* [FRAGMENTO DEL DOCUMENTO]:
▼

Fuera de las relaciones internacionales, la historiografía americanista no ha prestado la atención suficiente a las relaciones con los Estados Unidos. No resulta satisfactorio apelar genéricamente, como se hace habitualmente, a los intereses norteamericanos en Cuba partiendo de la premisa de que la acción internacional de los Estados Unidos en el último tercio del ochocientos giraba en torno a esa isla; tampoco lo es que no se conozca el contexto doméstico en el que se elaboraba la política comercial norteamericana, que se citen libros de texto sobre los Estados Unidos como obras de referencia, que se confunda el bill McKinley con el Arancel McKinley, o el Arancel McKinley con el Arancel Wilson-Gorman34.

Por estas razones, son muy pocos los estudios americanistas que han aportado información útil sobre las relaciones hispano-norteamericanas en el periodo objeto de estudio. José Antonio Piqueras ha analizado el tratado de comercio de 1884 y el acuerdo comercial de 1891, pero su trabajo está limitado por la selección exclusiva de fuentes españolas y la ausencia de historiografía norteamericana35. Por su parte, Inés Roldán ha estudiado más detalladamente el contexto cubano de esos pactos internacionales. Su trabajo, basado en un amplio abanico de fuentes primarias, es muy convincente diseccionando los diferentes intereses políticos y económicos entre La Habana y Madrid, pero no lo es tanto relacionando esos intereses con las interacciones entre Madrid y Washington36. Fuera de la historiografía americanista, y a medio camino entre la historia colonial y la historia de las relaciones internacionales, Mª Dolores Elizalde ha analizado detalladamente los problemas entre España y los Estados Unidos causados por los misioneros norteamericanos establecidos en las Islas Carolinas37.

▲

* [MATERIAL APORTADO]:

▼

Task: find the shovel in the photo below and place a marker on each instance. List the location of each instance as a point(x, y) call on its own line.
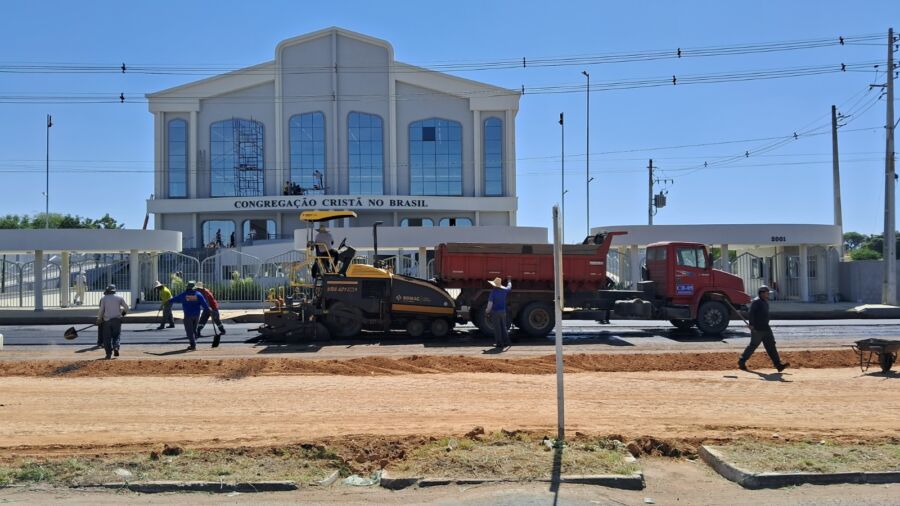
point(72, 333)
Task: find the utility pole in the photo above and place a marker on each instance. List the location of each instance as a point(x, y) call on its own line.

▲

* [TAREA PENDIENTE]: Reproduce sin cambios todo lo que va desde "Fuera de las" hasta "el Arancel Wilson-Gorman34." en el fragmento sobre la historiografía de las relaciones entre España y los Estados Unidos. Estos datos no hacen falta.

* [SOLUCIÓN PROPUESTA]:
Fuera de las relaciones internacionales, la historiografía americanista no ha prestado la atención suficiente a las relaciones con los Estados Unidos. No resulta satisfactorio apelar genéricamente, como se hace habitualmente, a los intereses norteamericanos en Cuba partiendo de la premisa de que la acción internacional de los Estados Unidos en el último tercio del ochocientos giraba en torno a esa isla; tampoco lo es que no se conozca el contexto doméstico en el que se elaboraba la política comercial norteamericana, que se citen libros de texto sobre los Estados Unidos como obras de referencia, que se confunda el bill McKinley con el Arancel McKinley, o el Arancel McKinley con el Arancel Wilson-Gorman34.